======== Предоставленный отрывок

Ведь маньерист - исторический пессимист: все нынешнее и будущее - плохо, мол. А какой же пессимист Рабле, когда он жизнь берет в ее праздничном, утопическом аспекте: пир для тела. Ведь старушки-то рады, да и для носильщиков их пыл - не пустяк. Не говоря уж о деньгах, вине, угощении. А главное, рад рассказчик, что все рады, и улыбается сам Рабле. Если правильно его понял Бахтин, то “в гротескном реализме материально-телесная стихия является началом глубоко положительным, не чувственно-эгоистическим”.
Действительно, правильно подмечает Бахтин про Рабле: “Тело и телесная жизнь... это вовсе не тело и физиология в узком и точном современном смысле; они не индивидуализированы до конца...” Вы ж, читатель, не видите ни носильщика, ни безобразных старушек. И дано-то все в виде рассказа персонажа-рассказчика.
В чем же дело? А в том,- настаивает Бахтин,- что Рабле воспевает не обособленную биологическую особь и не буржуазного эгоистического индивида, а растущий и обновляющийся народ, чуждый отвлеченной идеальности.
Я скажу то же иначе. Когда индивидуалисты объединяются против иерархизированного государства и церкви для завоевания своих телесных - шире: гуманистических - прав, тогда они стали в какой-то степени коллективистами, народом. И его низкий порыв приобретает черты высокого. Бахтин это называет “плодородием народа”. Народа, не меньше. И из-за того, что народ - это нечто огромное, Бахтин выводит преувеличение как принцип гротескного реализма Возрождения:

“Потому все телесное здесь так грандиозно, преувеличено, безмерно. Преувеличение это носит положительный, утверждающий характер... все вещи отнесены здесь... к народному, коллективному, родовому телу”.
Мало того, всенародность, по Бахтину, определяет и специфически веселый и праздничный (а не буднично-бытовой) характер всех образов материально-телесной жизни.

================

_Письменное задание 1_: Перепечатайте из отрывка о Рабле и Бахтине фрагмент от слов «Я скажу то же» до слов «образов материально-телесной жизни.» без изменений.

======== Материал для задания

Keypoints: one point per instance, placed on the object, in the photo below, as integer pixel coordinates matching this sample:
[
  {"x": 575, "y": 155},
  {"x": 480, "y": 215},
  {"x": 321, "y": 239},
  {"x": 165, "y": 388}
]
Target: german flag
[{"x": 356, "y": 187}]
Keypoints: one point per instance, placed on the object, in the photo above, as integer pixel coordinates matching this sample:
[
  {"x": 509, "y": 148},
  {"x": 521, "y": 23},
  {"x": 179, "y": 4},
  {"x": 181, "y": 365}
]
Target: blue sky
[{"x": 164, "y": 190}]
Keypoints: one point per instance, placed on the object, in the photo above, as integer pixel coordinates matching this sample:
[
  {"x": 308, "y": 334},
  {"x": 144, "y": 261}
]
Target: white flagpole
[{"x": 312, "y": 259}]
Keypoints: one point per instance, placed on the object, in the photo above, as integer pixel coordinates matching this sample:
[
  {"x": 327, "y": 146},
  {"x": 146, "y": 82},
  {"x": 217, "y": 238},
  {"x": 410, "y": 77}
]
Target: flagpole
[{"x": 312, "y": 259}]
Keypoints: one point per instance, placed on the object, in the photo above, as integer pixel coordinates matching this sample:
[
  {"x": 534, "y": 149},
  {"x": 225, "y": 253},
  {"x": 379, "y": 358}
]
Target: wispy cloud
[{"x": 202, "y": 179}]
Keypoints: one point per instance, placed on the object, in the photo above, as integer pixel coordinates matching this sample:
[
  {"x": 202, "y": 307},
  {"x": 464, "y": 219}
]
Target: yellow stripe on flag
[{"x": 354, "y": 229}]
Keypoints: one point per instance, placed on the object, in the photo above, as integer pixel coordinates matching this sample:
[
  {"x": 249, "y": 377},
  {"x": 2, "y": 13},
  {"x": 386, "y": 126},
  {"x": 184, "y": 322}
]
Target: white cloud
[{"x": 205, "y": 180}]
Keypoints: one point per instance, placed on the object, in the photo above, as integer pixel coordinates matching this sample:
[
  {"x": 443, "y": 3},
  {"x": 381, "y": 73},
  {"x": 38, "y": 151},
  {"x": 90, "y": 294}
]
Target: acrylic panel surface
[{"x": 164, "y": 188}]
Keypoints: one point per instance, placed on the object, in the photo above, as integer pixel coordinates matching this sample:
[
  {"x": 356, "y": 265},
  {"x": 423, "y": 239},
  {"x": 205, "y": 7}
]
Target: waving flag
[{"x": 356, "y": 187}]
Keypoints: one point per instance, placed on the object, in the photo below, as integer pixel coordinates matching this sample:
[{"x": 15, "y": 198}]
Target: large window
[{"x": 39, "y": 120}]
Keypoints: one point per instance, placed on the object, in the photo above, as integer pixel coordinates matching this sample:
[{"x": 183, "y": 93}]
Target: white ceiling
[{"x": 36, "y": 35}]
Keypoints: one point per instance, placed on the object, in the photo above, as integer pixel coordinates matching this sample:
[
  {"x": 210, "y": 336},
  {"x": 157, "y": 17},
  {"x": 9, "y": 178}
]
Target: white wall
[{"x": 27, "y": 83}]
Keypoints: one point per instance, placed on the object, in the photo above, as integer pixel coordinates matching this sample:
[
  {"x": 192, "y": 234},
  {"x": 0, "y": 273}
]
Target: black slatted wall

================

_Письменное задание 2_: Воспроизведите без изменений строки записей с самого их начала до строки с «Target: german flag» включительно.

_Решение задачи 1_:
Я скажу то же иначе. Когда индивидуалисты объединяются против иерархизированного государства и церкви для завоевания своих телесных - шире: гуманистических - прав, тогда они стали в какой-то степени коллективистами, народом. И его низкий порыв приобретает черты высокого. Бахтин это называет “плодородием народа”. Народа, не меньше. И из-за того, что народ - это нечто огромное, Бахтин выводит преувеличение как принцип гротескного реализма Возрождения:

“Потому все телесное здесь так грандиозно, преувеличено, безмерно. Преувеличение это носит положительный, утверждающий характер... все вещи отнесены здесь... к народному, коллективному, родовому телу”.
Мало того, всенародность, по Бахтину, определяет и специфически веселый и праздничный (а не буднично-бытовой) характер всех образов материально-телесной жизни.

_Решение задачи 2_:
Keypoints: one point per instance, placed on the object, in the photo below, as integer pixel coordinates matching this sample:
[
  {"x": 575, "y": 155},
  {"x": 480, "y": 215},
  {"x": 321, "y": 239},
  {"x": 165, "y": 388}
]
Target: german flag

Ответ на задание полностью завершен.